Records:

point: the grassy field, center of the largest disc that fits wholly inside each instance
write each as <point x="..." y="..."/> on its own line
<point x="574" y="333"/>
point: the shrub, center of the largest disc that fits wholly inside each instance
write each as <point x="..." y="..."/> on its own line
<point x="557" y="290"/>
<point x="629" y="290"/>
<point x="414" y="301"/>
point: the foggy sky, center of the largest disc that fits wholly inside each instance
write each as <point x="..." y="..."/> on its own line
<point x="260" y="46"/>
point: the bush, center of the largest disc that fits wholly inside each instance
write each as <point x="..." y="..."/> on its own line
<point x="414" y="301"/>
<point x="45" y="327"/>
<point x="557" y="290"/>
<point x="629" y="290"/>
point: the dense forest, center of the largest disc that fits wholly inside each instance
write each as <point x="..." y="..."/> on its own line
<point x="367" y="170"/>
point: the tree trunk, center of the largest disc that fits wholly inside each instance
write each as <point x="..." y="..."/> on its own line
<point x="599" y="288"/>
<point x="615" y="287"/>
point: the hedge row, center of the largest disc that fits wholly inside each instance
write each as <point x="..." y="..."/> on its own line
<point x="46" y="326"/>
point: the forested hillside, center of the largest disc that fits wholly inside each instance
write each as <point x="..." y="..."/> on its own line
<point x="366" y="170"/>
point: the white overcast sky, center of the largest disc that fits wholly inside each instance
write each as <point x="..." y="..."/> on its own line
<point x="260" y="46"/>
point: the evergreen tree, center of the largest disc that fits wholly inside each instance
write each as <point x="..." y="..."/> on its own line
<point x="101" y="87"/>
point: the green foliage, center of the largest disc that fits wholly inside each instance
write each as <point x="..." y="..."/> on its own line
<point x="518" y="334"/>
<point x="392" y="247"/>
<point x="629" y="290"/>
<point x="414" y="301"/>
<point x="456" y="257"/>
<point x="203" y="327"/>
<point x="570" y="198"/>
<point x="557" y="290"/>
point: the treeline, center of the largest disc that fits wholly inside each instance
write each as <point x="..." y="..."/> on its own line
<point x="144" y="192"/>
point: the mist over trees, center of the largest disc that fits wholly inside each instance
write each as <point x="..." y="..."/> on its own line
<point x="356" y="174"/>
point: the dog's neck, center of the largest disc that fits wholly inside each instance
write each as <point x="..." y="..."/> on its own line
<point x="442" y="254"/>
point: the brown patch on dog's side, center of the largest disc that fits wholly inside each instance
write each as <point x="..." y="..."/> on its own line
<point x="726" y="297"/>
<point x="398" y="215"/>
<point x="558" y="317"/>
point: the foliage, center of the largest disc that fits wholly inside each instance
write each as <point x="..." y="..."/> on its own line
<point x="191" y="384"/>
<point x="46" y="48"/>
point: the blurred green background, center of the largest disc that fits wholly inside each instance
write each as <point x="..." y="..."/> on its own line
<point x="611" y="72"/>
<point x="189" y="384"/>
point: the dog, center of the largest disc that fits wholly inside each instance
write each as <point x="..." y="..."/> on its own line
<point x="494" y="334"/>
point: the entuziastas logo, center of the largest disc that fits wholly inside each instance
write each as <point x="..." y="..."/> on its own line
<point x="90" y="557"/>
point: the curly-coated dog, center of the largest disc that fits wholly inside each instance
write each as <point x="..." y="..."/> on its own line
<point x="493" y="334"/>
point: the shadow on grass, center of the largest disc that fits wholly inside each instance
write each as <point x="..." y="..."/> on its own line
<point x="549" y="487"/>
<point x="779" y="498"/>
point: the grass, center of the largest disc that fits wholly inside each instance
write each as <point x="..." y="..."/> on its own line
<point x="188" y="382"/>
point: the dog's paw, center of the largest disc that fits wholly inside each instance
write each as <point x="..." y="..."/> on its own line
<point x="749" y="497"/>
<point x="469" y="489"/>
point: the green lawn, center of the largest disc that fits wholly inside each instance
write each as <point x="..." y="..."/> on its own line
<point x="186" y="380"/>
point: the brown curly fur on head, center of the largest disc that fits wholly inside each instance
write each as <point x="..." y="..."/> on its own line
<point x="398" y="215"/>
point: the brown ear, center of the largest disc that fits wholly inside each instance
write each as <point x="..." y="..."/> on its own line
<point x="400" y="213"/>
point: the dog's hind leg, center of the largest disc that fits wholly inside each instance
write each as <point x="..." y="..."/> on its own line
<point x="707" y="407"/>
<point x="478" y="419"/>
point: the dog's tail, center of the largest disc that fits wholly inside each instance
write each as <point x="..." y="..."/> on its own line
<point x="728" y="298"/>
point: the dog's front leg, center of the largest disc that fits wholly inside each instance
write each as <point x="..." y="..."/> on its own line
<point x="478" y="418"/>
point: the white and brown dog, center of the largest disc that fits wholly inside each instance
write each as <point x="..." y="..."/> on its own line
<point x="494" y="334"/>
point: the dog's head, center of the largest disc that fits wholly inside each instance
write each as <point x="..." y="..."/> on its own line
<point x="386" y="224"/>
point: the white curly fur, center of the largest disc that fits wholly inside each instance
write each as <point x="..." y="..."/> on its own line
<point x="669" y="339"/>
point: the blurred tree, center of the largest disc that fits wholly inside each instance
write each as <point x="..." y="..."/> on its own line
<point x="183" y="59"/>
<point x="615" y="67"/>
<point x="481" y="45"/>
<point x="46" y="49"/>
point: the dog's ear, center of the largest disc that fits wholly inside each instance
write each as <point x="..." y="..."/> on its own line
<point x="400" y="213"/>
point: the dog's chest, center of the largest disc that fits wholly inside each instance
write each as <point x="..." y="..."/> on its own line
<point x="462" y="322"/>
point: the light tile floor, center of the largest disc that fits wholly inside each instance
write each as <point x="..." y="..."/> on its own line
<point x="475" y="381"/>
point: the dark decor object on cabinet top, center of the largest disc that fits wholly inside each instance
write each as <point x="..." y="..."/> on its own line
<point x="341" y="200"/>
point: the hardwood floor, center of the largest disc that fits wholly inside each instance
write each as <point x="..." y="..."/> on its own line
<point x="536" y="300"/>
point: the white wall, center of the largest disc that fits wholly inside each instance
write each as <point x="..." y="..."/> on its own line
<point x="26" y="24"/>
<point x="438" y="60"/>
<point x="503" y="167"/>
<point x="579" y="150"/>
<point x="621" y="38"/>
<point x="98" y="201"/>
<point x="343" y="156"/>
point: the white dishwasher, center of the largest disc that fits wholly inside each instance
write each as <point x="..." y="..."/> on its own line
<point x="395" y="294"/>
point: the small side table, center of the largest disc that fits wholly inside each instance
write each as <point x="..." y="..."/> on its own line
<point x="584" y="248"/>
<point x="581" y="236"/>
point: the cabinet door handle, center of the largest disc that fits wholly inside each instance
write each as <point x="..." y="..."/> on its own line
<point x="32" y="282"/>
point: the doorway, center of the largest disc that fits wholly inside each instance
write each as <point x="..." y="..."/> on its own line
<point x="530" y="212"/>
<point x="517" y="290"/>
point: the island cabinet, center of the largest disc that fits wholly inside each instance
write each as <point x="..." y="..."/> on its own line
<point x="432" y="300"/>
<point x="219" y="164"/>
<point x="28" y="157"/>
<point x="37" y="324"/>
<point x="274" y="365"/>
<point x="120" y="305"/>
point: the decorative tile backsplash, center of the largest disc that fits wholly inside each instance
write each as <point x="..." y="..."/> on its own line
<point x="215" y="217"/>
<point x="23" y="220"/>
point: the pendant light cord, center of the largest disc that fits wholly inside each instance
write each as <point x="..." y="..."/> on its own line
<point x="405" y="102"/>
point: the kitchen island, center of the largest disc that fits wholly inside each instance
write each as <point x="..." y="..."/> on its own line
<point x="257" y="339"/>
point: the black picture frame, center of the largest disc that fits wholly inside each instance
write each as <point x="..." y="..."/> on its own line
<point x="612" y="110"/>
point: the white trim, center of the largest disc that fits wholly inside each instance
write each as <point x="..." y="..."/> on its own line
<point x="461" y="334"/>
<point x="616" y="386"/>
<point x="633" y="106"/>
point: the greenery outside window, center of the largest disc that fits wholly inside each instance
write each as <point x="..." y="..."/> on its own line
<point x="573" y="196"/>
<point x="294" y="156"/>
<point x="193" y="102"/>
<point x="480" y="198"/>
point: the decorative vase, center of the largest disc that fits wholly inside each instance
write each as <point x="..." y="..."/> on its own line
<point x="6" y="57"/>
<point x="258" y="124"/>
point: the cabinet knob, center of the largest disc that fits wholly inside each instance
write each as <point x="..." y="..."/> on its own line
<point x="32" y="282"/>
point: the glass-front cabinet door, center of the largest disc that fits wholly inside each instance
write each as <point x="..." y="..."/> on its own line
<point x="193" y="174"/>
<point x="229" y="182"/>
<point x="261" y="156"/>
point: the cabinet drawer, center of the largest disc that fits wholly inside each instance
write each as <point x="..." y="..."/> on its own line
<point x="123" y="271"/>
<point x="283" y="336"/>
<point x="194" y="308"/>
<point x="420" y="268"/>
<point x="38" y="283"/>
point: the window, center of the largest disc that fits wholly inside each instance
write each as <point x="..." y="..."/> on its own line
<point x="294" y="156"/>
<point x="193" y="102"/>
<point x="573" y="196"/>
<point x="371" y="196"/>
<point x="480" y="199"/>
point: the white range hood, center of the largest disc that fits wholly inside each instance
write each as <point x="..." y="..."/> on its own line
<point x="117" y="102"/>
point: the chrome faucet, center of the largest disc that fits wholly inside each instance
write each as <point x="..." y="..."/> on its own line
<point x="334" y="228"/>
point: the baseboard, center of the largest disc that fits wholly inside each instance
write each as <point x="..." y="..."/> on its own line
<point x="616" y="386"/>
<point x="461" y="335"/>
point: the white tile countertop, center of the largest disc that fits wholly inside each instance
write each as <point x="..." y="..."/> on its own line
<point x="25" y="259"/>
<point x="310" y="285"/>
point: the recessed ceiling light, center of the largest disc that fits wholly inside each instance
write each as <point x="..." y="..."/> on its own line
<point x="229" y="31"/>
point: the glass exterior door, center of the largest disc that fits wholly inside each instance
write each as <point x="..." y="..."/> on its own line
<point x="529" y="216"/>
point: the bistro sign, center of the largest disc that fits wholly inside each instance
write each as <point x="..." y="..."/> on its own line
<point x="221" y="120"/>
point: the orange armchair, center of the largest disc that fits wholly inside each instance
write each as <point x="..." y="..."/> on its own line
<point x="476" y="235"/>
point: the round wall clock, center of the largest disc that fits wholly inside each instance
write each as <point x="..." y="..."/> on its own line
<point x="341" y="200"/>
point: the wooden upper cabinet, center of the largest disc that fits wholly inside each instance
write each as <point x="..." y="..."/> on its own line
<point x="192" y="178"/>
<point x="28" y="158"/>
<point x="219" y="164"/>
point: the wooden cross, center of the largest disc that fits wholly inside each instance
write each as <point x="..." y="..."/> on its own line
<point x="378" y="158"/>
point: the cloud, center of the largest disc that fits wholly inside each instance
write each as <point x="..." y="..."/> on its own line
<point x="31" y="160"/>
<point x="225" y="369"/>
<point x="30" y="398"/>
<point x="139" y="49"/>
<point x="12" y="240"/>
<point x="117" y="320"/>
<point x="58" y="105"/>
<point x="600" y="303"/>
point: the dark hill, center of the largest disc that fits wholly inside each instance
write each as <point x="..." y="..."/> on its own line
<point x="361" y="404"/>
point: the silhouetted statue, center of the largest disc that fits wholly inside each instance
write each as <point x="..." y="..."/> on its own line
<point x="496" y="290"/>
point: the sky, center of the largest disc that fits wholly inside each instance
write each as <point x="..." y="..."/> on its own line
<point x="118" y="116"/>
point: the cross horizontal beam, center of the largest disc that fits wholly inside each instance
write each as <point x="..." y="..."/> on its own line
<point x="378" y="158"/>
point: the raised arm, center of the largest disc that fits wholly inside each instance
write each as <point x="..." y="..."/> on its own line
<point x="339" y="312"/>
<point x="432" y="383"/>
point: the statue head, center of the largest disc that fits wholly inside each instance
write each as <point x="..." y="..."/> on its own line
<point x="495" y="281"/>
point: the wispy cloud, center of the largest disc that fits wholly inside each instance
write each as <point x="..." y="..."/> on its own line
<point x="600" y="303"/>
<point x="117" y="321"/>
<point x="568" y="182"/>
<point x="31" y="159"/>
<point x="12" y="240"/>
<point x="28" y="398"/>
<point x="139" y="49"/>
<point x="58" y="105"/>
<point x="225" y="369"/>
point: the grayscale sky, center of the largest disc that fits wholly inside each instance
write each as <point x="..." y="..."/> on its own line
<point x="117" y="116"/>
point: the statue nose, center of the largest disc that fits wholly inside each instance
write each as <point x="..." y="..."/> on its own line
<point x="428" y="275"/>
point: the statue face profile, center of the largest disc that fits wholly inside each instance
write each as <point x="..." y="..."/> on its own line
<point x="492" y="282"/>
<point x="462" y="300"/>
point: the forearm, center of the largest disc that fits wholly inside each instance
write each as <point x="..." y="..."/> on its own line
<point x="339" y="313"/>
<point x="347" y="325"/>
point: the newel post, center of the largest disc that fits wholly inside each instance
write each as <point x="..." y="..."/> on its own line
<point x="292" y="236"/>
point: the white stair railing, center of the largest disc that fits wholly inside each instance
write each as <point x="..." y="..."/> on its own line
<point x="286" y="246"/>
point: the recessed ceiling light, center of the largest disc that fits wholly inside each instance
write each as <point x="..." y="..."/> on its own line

Instructions for the task: Copy each line in the data that holds the word "cabinet".

Solution to the problem:
point: the dark decor object on cabinet top, center of the largest disc that fits wholly inside each instance
point: the cabinet door handle, center of the largest disc that fits wholly inside each instance
point: the island cabinet, center of the largest disc that fits wholly inside each instance
point: the cabinet knob, center of the largest disc that fits wholly inside each instance
point: the glass-front cabinet door, center of the largest disc that fits wholly inside each instance
point: the cabinet drawer, center of the largest disc that fits wholly inside each instance
point: the wooden upper cabinet, center of the largest disc that fits wholly inside each instance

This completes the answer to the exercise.